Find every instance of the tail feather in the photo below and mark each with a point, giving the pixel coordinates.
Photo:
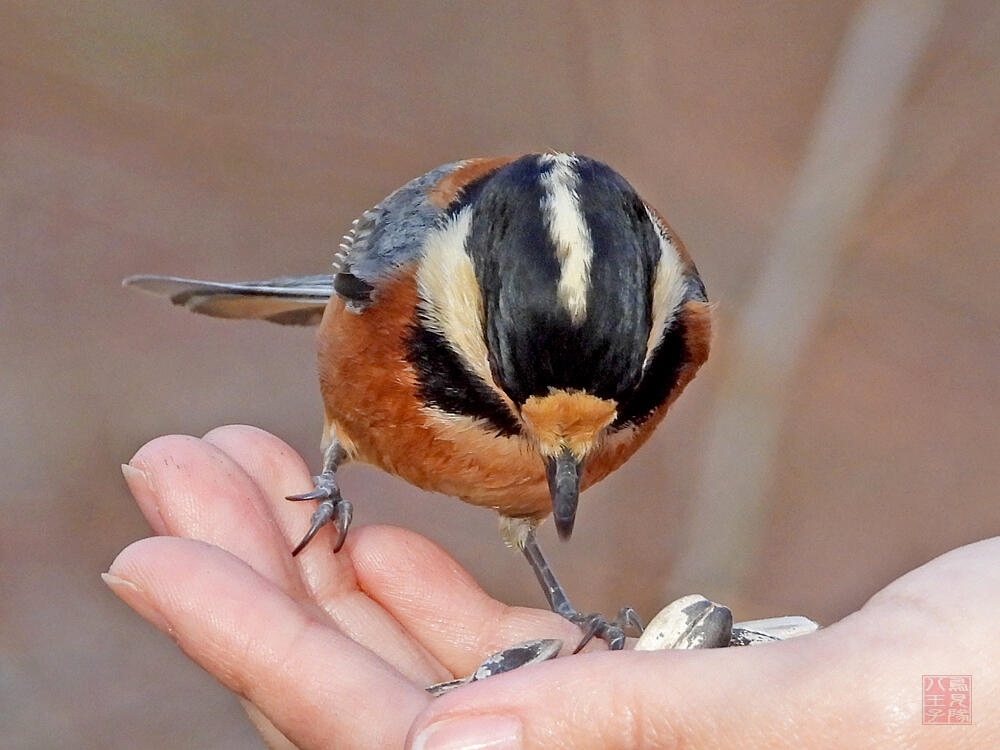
(288, 300)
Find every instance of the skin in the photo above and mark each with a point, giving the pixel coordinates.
(307, 642)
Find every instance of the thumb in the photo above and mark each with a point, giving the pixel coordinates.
(768, 696)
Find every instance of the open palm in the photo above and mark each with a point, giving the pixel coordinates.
(334, 651)
(321, 644)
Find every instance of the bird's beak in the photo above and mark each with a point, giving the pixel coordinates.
(563, 472)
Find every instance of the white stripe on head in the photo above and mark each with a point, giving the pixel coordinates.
(569, 232)
(669, 287)
(451, 303)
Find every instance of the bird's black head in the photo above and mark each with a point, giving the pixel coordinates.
(563, 294)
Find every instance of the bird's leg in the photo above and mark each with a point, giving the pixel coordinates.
(332, 506)
(612, 631)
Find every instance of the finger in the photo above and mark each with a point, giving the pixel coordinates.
(437, 601)
(753, 698)
(319, 688)
(278, 471)
(187, 487)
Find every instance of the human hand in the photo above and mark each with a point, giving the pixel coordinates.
(335, 650)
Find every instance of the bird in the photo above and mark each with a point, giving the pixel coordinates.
(504, 330)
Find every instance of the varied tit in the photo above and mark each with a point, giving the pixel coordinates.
(505, 330)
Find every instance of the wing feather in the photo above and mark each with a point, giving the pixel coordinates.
(289, 300)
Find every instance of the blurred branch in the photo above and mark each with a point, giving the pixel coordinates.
(842, 162)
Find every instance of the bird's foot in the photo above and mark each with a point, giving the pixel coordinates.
(515, 657)
(332, 507)
(612, 631)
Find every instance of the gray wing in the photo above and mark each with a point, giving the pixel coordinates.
(386, 238)
(289, 300)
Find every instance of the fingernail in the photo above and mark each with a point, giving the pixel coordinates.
(134, 476)
(471, 733)
(135, 597)
(145, 496)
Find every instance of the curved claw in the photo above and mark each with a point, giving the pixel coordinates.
(613, 632)
(591, 626)
(345, 512)
(628, 617)
(321, 516)
(320, 493)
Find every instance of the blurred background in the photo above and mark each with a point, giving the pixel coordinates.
(833, 168)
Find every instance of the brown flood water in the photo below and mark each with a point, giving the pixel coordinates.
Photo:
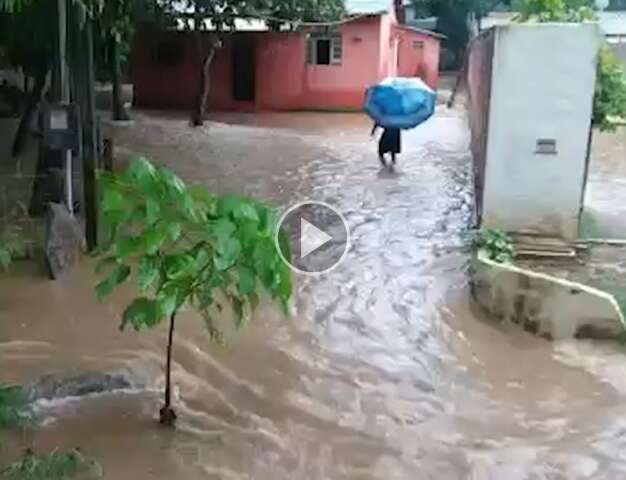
(384, 370)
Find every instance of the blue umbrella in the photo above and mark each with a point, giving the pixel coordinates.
(400, 102)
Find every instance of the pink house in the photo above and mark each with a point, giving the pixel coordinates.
(319, 68)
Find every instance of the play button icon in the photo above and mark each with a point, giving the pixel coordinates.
(318, 235)
(311, 238)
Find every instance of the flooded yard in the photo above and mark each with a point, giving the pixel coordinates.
(385, 370)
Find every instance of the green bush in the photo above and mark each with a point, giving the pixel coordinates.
(55, 465)
(609, 102)
(10, 244)
(184, 245)
(14, 408)
(497, 244)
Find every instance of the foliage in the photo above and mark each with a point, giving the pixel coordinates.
(497, 244)
(609, 102)
(56, 465)
(14, 408)
(222, 13)
(10, 245)
(543, 11)
(184, 245)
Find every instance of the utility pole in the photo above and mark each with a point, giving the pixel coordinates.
(64, 87)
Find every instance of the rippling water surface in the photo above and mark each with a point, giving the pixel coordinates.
(384, 371)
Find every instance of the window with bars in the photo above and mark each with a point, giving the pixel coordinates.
(323, 49)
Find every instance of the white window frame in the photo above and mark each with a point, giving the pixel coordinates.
(335, 45)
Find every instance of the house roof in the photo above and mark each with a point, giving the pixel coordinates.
(421, 30)
(611, 22)
(367, 7)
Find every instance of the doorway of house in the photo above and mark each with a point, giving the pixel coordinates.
(243, 69)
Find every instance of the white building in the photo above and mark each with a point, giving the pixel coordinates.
(530, 115)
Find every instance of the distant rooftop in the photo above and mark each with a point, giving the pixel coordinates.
(360, 7)
(611, 22)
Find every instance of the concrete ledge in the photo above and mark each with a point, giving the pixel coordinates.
(548, 306)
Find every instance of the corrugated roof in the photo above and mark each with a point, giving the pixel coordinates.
(362, 7)
(613, 23)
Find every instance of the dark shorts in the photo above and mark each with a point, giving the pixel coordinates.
(389, 141)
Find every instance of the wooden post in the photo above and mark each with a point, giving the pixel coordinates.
(84, 92)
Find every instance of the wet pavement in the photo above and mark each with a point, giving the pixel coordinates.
(605, 199)
(385, 370)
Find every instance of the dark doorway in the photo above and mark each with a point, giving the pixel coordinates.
(243, 69)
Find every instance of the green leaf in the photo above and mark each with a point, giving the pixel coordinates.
(112, 200)
(237, 304)
(223, 228)
(115, 278)
(153, 238)
(153, 209)
(5, 258)
(173, 230)
(142, 312)
(140, 172)
(105, 263)
(228, 251)
(246, 281)
(127, 247)
(168, 301)
(148, 272)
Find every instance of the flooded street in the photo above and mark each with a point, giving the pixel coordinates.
(385, 370)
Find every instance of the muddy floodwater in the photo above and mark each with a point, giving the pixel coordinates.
(384, 370)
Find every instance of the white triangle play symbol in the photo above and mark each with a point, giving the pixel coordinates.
(311, 237)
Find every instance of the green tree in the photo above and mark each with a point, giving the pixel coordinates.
(186, 246)
(609, 102)
(222, 14)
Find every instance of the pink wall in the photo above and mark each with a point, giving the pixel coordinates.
(160, 86)
(418, 62)
(343, 86)
(372, 48)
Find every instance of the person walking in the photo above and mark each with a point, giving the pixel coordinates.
(389, 143)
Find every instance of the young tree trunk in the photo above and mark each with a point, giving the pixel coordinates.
(204, 88)
(117, 103)
(167, 416)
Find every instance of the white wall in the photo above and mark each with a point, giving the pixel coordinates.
(542, 88)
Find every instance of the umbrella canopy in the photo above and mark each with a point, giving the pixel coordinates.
(400, 102)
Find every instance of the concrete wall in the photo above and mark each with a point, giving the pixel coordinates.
(544, 305)
(542, 88)
(371, 50)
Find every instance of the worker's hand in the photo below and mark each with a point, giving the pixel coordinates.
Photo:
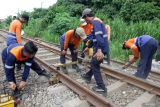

What is expected:
Using the records above, find and show each line with the string "below".

Written response:
Find every instance of the tail feather in the photo below and mark each with a point, giving the pixel coordinates.
Find every instance of the brown flood water in the photo below and mark each with a point, giving the pixel coordinates.
Find every instance of the worker's hand in the photo below and mark each with a point, giving the pixel coordinates.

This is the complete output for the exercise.